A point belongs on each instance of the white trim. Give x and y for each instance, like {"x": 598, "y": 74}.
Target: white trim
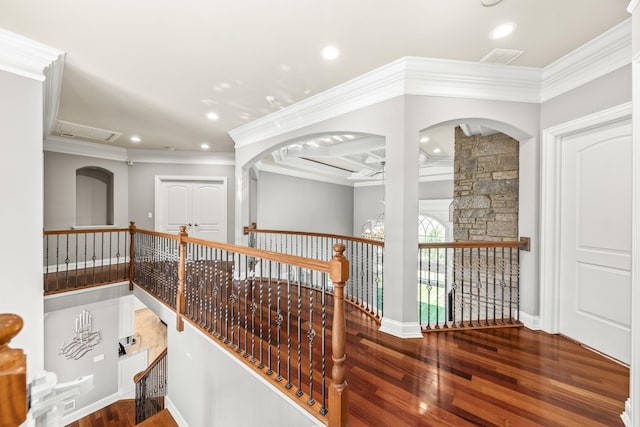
{"x": 400, "y": 329}
{"x": 85, "y": 290}
{"x": 173, "y": 410}
{"x": 440, "y": 77}
{"x": 602, "y": 55}
{"x": 530, "y": 321}
{"x": 157, "y": 204}
{"x": 84, "y": 148}
{"x": 95, "y": 406}
{"x": 78, "y": 147}
{"x": 25, "y": 57}
{"x": 626, "y": 415}
{"x": 405, "y": 76}
{"x": 180, "y": 157}
{"x": 550, "y": 162}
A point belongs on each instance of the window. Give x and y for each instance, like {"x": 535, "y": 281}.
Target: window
{"x": 94, "y": 196}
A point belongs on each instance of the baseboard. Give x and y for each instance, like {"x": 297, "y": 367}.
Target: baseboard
{"x": 626, "y": 415}
{"x": 531, "y": 322}
{"x": 83, "y": 412}
{"x": 400, "y": 329}
{"x": 177, "y": 416}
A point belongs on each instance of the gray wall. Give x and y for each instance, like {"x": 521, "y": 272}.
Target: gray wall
{"x": 366, "y": 200}
{"x": 60, "y": 189}
{"x": 288, "y": 203}
{"x": 607, "y": 91}
{"x": 21, "y": 211}
{"x": 59, "y": 327}
{"x": 142, "y": 189}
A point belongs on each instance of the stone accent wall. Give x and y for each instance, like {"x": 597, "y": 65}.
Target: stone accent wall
{"x": 485, "y": 187}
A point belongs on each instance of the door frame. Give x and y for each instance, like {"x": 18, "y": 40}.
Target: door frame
{"x": 550, "y": 206}
{"x": 160, "y": 179}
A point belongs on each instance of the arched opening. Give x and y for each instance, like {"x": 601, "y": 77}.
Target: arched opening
{"x": 94, "y": 196}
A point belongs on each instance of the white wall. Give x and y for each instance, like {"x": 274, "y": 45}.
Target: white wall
{"x": 289, "y": 203}
{"x": 21, "y": 193}
{"x": 59, "y": 326}
{"x": 209, "y": 387}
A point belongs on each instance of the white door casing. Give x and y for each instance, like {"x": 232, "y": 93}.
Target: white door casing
{"x": 595, "y": 241}
{"x": 200, "y": 203}
{"x": 585, "y": 229}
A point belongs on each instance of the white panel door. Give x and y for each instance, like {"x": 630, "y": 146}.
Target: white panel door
{"x": 595, "y": 264}
{"x": 177, "y": 206}
{"x": 210, "y": 211}
{"x": 200, "y": 205}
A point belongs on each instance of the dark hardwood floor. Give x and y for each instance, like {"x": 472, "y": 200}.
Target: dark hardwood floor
{"x": 493, "y": 377}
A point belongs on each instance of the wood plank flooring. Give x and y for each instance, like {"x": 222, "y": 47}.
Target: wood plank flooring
{"x": 493, "y": 377}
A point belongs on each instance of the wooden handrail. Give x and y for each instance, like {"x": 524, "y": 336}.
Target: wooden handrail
{"x": 84, "y": 231}
{"x": 339, "y": 391}
{"x": 137, "y": 377}
{"x": 474, "y": 244}
{"x": 13, "y": 373}
{"x": 248, "y": 230}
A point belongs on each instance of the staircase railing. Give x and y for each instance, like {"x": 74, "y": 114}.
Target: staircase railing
{"x": 77, "y": 259}
{"x": 469, "y": 285}
{"x": 13, "y": 373}
{"x": 273, "y": 311}
{"x": 366, "y": 260}
{"x": 151, "y": 388}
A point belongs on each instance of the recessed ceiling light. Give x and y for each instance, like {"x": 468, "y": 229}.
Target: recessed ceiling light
{"x": 330, "y": 53}
{"x": 502, "y": 30}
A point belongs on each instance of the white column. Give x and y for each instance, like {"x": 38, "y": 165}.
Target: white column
{"x": 401, "y": 237}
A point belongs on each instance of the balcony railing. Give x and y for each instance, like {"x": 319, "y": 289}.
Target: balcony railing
{"x": 468, "y": 285}
{"x": 273, "y": 311}
{"x": 366, "y": 260}
{"x": 151, "y": 388}
{"x": 76, "y": 259}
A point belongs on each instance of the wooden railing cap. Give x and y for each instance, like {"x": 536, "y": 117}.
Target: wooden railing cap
{"x": 10, "y": 326}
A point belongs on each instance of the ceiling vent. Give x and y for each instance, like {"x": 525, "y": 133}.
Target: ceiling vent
{"x": 502, "y": 56}
{"x": 77, "y": 131}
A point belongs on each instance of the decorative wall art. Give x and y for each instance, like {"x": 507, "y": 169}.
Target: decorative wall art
{"x": 84, "y": 339}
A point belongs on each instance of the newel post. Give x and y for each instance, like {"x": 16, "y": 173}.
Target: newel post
{"x": 132, "y": 230}
{"x": 13, "y": 373}
{"x": 338, "y": 391}
{"x": 181, "y": 273}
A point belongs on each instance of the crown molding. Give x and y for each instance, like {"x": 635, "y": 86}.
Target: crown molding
{"x": 76, "y": 147}
{"x": 604, "y": 54}
{"x": 447, "y": 78}
{"x": 24, "y": 57}
{"x": 84, "y": 148}
{"x": 405, "y": 76}
{"x": 180, "y": 157}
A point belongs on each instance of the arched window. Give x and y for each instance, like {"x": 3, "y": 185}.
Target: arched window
{"x": 94, "y": 196}
{"x": 430, "y": 230}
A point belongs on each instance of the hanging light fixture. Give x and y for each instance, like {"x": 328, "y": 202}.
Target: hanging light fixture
{"x": 374, "y": 227}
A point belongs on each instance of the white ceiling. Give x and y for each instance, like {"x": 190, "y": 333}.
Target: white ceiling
{"x": 155, "y": 68}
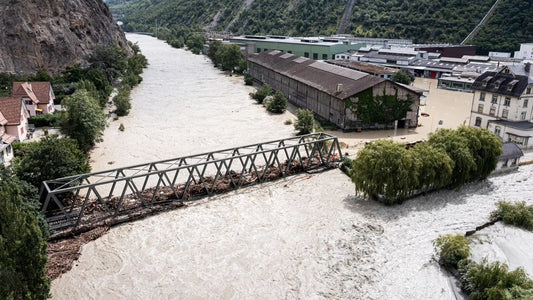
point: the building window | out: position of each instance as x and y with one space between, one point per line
505 163
521 141
505 113
507 101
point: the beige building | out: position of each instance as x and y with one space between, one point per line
503 103
331 92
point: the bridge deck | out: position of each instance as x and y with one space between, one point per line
97 197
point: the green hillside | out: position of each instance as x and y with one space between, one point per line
423 21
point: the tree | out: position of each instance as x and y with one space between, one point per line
456 146
384 168
486 148
278 104
195 43
402 77
263 92
382 109
22 248
50 158
305 122
433 167
230 58
112 60
122 102
83 119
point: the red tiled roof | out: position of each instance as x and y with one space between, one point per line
41 89
3 120
22 89
10 108
8 139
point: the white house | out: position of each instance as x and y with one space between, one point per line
503 103
16 114
525 52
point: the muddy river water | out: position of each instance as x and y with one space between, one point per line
302 237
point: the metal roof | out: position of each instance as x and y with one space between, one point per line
500 83
318 74
510 150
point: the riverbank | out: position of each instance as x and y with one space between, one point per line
305 236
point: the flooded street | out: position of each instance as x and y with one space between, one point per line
306 236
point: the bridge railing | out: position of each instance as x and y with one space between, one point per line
99 196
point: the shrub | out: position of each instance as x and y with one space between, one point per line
63 158
22 248
262 93
278 104
451 249
518 214
248 79
486 280
44 120
384 169
122 102
346 165
305 122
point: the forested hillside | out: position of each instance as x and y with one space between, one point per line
423 21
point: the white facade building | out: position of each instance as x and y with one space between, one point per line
503 104
525 52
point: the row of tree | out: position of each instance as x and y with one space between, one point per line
450 158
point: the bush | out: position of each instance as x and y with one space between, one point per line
451 249
518 214
305 122
486 280
122 102
346 165
278 104
262 93
248 79
22 248
50 158
44 120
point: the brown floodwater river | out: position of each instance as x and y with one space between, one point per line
303 237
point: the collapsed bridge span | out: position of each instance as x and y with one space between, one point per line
122 194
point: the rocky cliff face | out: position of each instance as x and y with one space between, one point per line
53 34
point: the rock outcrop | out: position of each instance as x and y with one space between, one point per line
53 34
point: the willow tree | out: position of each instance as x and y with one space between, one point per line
486 148
384 168
457 147
433 167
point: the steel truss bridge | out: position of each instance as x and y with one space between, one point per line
122 193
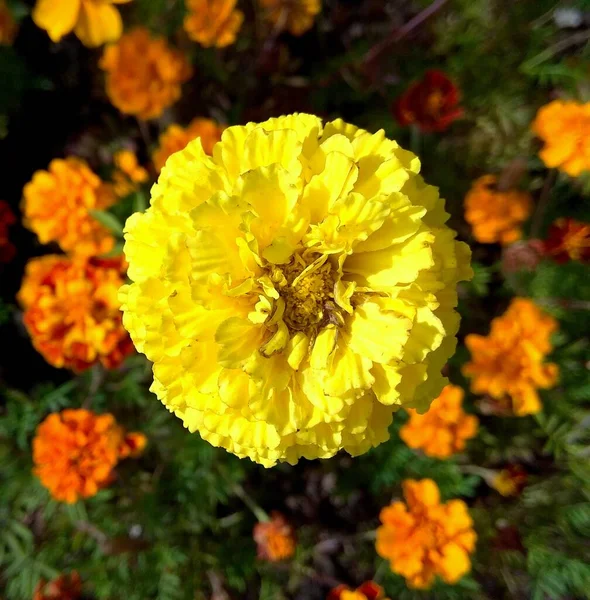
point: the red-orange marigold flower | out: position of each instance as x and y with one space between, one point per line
64 587
75 452
508 363
176 137
423 538
567 240
275 538
56 205
444 429
367 591
431 104
71 311
143 74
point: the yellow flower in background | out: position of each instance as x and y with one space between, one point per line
143 74
494 215
564 127
296 16
129 174
8 26
294 289
176 138
95 22
423 538
56 205
213 22
444 429
508 364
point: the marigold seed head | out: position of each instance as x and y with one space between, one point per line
293 289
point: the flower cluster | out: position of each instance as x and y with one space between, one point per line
564 127
444 429
143 74
430 104
424 538
76 450
176 137
72 313
496 215
508 364
57 206
94 22
293 327
213 22
275 539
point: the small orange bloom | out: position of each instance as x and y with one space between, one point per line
296 16
568 239
508 363
7 218
143 74
444 429
367 591
8 26
431 104
496 216
56 205
64 587
564 127
128 173
72 313
213 22
75 452
275 538
424 538
176 137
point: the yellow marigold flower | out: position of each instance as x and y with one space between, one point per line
176 137
444 429
496 216
75 452
95 22
8 26
56 205
213 22
143 74
508 363
423 538
294 289
128 173
564 127
71 311
296 16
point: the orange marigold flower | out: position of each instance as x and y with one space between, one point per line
128 173
72 313
176 137
431 104
508 363
296 16
496 216
213 22
8 26
93 21
75 452
64 587
444 429
7 218
275 538
564 127
144 74
57 205
568 239
367 591
424 538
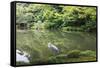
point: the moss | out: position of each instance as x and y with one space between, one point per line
73 54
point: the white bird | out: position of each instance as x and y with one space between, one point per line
22 57
53 48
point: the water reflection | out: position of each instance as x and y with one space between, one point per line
22 56
36 45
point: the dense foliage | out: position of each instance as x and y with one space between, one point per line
57 16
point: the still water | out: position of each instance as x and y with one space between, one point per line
36 42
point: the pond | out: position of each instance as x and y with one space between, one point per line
36 42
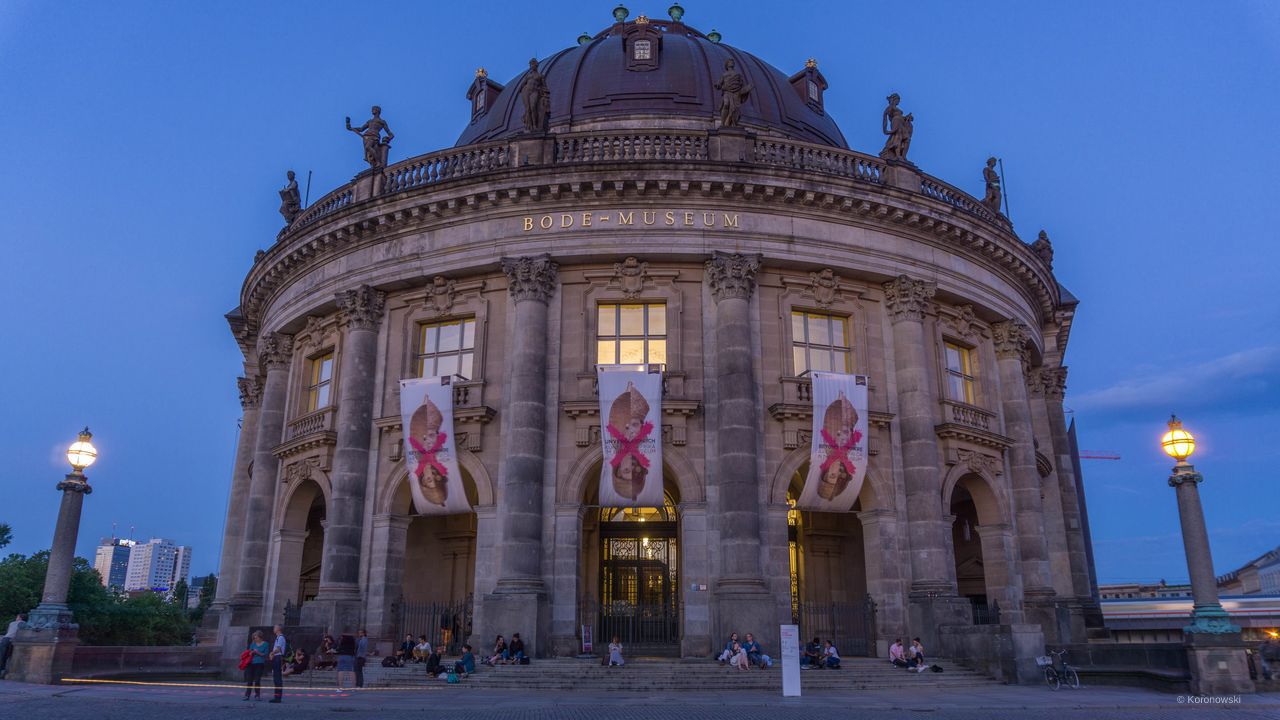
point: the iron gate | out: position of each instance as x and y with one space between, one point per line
849 625
443 623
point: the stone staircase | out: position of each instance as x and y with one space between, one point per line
645 674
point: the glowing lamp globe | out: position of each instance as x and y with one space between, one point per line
1178 443
82 454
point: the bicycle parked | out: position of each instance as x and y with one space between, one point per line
1057 673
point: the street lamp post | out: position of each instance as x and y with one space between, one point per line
53 610
1215 651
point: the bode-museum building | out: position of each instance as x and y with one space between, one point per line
659 199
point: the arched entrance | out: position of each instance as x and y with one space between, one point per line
631 574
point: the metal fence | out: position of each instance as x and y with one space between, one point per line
849 625
443 623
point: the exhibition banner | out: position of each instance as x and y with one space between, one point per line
837 458
430 455
630 436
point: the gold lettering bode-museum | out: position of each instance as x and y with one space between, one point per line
723 231
632 218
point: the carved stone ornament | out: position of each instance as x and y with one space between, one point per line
1010 338
1043 249
251 392
964 322
826 287
631 276
442 295
732 276
361 308
908 299
978 463
531 277
274 351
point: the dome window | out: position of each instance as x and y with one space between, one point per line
810 85
641 41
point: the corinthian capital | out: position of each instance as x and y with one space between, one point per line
274 350
1010 337
361 308
732 274
251 392
908 299
531 277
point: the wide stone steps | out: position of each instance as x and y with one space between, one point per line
654 674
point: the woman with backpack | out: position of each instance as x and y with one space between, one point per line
256 656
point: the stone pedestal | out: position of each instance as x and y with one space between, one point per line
730 145
1217 664
44 656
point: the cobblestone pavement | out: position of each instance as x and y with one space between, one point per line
200 701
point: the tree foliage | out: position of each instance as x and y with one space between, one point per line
105 618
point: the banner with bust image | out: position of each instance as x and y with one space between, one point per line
430 456
631 436
837 460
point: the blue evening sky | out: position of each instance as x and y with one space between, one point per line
142 146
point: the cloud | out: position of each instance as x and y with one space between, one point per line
1247 377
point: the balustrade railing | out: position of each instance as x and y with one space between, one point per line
959 200
816 158
439 167
968 415
316 422
606 147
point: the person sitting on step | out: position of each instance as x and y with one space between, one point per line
730 648
755 654
830 657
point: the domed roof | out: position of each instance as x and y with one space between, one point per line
599 85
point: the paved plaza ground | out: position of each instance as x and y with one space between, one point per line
199 701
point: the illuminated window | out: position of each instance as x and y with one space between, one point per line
320 381
819 342
631 333
959 373
447 349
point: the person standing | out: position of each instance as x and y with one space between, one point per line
277 659
7 642
257 648
361 655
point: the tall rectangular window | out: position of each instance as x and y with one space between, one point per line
959 373
320 382
819 342
631 333
447 349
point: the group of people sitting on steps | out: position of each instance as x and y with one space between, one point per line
745 654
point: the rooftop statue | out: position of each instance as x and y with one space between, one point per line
371 132
538 99
291 203
734 91
992 199
899 130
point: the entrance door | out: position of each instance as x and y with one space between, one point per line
639 587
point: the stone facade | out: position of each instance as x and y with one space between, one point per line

= = = = = = =

**Task directions**
Render the rows above as a JSON list of strings, one string per line with blank lines omitted. Begin at the line containing "point: the person standing" and continue through the last line of the rows.

**Answer in full**
[
  "point: the person standing | out: position of each instance as x and y with one space between, one point per line",
  "277 659",
  "7 642",
  "257 648",
  "361 655",
  "point: the tall rectangular window | out: position of each instance as x and y with one space between, one point per line",
  "959 373",
  "320 382",
  "819 342",
  "631 333",
  "447 349",
  "point: the group of people sitting on steps | out: position of each instance as x and y with one space between, one point per line",
  "745 654",
  "point: the rooftop statue | out: position of each instance as x and y with one space between, one point per line",
  "371 132",
  "538 99",
  "291 203",
  "734 91",
  "992 199",
  "899 130",
  "point: the entrance door | out: position of each instance as x and y with one space between, one point per line",
  "639 587",
  "point: the stone facade | out: position of each instance as x and y with one space between, one point per line"
]